======== RECORDS ========

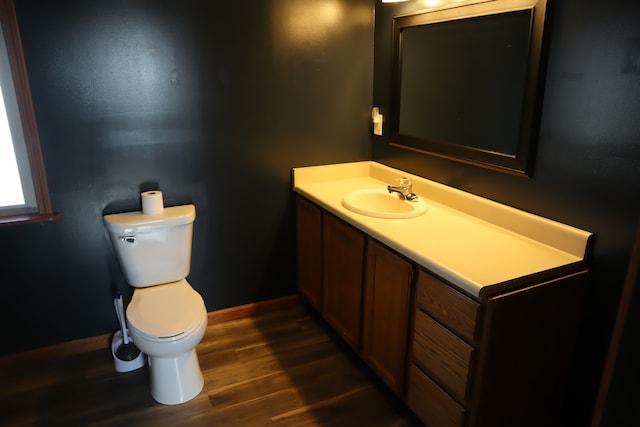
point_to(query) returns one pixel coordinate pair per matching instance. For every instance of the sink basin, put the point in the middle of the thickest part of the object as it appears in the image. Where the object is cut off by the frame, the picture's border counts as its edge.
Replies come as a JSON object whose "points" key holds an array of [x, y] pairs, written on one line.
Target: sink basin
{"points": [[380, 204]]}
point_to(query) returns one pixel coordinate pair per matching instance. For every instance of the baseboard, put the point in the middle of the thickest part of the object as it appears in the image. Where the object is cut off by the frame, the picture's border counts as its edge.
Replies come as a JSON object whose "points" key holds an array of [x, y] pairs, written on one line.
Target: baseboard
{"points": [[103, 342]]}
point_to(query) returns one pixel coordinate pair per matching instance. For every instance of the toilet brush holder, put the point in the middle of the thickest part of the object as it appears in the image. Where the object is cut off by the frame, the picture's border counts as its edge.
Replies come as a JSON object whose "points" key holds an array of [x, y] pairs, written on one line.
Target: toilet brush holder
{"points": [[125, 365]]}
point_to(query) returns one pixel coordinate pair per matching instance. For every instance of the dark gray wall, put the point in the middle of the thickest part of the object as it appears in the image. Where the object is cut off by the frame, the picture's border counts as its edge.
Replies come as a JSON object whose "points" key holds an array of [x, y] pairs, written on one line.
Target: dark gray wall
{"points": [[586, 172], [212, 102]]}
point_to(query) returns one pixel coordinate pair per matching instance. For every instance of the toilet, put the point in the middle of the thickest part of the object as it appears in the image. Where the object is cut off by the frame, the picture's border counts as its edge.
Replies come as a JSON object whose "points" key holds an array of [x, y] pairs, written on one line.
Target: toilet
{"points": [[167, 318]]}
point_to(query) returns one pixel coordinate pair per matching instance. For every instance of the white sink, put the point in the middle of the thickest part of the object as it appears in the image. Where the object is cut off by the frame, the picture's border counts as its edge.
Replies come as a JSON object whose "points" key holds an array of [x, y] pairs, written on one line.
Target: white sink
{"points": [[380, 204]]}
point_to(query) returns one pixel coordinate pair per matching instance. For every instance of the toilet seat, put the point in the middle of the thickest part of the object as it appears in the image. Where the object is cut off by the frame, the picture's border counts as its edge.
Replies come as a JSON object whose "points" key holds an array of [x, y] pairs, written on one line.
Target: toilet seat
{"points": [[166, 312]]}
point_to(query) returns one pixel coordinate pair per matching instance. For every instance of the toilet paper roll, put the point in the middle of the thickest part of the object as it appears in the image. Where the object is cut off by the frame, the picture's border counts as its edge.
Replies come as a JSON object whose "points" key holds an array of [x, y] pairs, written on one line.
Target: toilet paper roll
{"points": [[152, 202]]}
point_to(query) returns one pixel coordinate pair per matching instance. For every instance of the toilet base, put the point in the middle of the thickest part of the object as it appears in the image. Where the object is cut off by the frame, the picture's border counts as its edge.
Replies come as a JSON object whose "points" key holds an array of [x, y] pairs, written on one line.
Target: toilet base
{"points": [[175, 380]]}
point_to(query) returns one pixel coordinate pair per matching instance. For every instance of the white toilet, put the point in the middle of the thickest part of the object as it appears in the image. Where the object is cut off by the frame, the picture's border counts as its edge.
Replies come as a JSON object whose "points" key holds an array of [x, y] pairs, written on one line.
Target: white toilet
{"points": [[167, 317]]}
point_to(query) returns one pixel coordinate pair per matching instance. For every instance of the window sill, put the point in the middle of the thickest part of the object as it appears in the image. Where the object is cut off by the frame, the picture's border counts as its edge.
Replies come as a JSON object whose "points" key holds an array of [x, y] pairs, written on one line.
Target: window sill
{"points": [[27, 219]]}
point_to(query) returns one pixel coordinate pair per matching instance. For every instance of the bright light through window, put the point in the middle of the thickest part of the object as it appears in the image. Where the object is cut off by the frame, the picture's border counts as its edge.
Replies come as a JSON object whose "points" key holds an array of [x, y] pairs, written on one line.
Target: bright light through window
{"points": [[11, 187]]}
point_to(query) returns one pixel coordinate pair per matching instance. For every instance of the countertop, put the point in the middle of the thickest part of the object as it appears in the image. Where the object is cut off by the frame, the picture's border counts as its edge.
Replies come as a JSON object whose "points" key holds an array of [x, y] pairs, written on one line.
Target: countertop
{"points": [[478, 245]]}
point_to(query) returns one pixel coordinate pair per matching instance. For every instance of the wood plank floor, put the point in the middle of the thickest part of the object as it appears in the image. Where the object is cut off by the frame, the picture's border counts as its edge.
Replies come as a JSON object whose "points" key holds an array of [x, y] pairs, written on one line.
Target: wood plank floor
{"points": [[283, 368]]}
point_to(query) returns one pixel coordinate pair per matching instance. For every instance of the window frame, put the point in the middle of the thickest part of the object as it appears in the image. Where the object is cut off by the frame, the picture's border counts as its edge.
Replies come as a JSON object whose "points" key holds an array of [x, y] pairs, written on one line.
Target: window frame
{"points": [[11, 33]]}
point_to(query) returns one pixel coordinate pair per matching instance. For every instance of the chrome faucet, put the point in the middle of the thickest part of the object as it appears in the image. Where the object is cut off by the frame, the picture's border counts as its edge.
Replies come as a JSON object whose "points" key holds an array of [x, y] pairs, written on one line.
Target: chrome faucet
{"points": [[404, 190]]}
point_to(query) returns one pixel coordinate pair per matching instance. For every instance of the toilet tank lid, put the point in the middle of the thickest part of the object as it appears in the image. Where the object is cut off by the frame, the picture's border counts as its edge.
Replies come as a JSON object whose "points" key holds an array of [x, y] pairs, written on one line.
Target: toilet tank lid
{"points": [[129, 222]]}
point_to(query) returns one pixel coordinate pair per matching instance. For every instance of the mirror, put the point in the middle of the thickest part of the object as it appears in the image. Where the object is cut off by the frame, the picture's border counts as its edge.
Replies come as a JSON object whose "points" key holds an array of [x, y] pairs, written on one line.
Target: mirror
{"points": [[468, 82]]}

========

SET EXERCISE. Rescale the material starting with the line that contains "the mirror, put" and going on through the end of the material, reproducing every line, requests included. Multiply each point coordinate in the answers by 0.95 and round it to the nearest whole number, with halves rounded up.

TASK SOLUTION.
point_to(query) returns one pixel coordinate pair per matching instance. For every instance of the mirror, put the point in the middle of the thickest part of the object as it appears in the image. Where the object is cut off by the frame, the picture's border counts as its edge.
Replies come as a JSON object whose "points" key holds an array of [x, y] pairs, written on one line.
Target: mirror
{"points": [[445, 78]]}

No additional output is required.